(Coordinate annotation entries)
# # # #
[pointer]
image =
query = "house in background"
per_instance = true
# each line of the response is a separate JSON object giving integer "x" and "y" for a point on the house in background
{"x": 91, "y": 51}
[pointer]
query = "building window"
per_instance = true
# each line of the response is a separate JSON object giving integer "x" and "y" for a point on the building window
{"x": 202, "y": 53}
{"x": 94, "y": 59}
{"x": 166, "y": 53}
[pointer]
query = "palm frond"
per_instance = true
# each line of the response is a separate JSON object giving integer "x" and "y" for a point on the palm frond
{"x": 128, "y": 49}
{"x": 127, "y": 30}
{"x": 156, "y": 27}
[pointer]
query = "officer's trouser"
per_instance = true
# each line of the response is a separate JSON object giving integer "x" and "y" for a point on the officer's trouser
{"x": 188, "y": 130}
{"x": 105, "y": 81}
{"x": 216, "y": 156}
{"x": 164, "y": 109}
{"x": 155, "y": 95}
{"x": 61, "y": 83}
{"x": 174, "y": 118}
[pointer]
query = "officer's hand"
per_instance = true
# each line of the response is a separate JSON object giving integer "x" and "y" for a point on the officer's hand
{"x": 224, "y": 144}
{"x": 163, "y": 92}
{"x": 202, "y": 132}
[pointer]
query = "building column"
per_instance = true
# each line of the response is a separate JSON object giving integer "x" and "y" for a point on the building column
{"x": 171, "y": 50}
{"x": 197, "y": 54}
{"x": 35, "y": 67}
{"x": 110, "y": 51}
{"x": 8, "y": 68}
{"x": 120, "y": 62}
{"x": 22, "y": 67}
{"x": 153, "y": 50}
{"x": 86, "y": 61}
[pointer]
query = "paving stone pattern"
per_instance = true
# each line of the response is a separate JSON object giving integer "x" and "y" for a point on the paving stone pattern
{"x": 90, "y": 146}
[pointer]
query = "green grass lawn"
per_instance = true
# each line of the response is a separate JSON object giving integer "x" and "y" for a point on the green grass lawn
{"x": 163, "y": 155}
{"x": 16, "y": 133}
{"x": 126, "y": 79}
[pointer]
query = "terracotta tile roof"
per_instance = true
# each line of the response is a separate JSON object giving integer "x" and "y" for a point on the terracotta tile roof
# # # #
→ What is needed:
Restate the whole listing exactly.

→ Correct result:
[pointer]
image =
query = "house in background"
per_instance = true
# each line of the response is a separate JSON object giving integer "x" and "y" for a point on the house in background
{"x": 91, "y": 51}
[pointer]
query = "building window"
per_instance = true
# each line of the response is a separate JSON object giving integer "x" and "y" for a point on the building window
{"x": 202, "y": 53}
{"x": 94, "y": 59}
{"x": 166, "y": 53}
[pointer]
query = "palm frond"
per_instance = true
# each line of the response is a separate JSON object giving integer "x" and "y" for a point on the palm frond
{"x": 128, "y": 49}
{"x": 127, "y": 30}
{"x": 156, "y": 27}
[pointer]
query = "officer's trouser"
per_instance = true
# each line of the response is a separate JSON object giving integer "x" and "y" for a point on the officer's trouser
{"x": 188, "y": 130}
{"x": 105, "y": 81}
{"x": 216, "y": 156}
{"x": 164, "y": 109}
{"x": 155, "y": 95}
{"x": 61, "y": 83}
{"x": 174, "y": 118}
[pointer]
query = "officer's hand"
per_instance = true
# each line of the response is a separate JSON object giving integer "x" and "y" for a point on the officer's hand
{"x": 224, "y": 144}
{"x": 163, "y": 92}
{"x": 202, "y": 132}
[pointer]
query = "building column"
per_instance = true
# each line of the response is a separate JSON object giving integer "x" and "y" for a point on the building column
{"x": 171, "y": 50}
{"x": 197, "y": 54}
{"x": 35, "y": 67}
{"x": 110, "y": 51}
{"x": 8, "y": 68}
{"x": 120, "y": 62}
{"x": 22, "y": 67}
{"x": 153, "y": 50}
{"x": 86, "y": 61}
[pointer]
query = "paving stone pattern"
per_instance = true
# each line of the response is a separate JSON object giving integer "x" and "y" for a point on the paving stone pattern
{"x": 90, "y": 146}
[pointer]
query = "green grass lawn"
per_instance = true
# each line of the response is a separate JSON object giving integer "x" and "y" for a point on the green grass lawn
{"x": 163, "y": 155}
{"x": 16, "y": 133}
{"x": 126, "y": 79}
[pointer]
query = "terracotta tile roof"
per_instance = true
# each line of the response is a separate JSON object giving integer "x" and "y" for a point on the terracotta tile roof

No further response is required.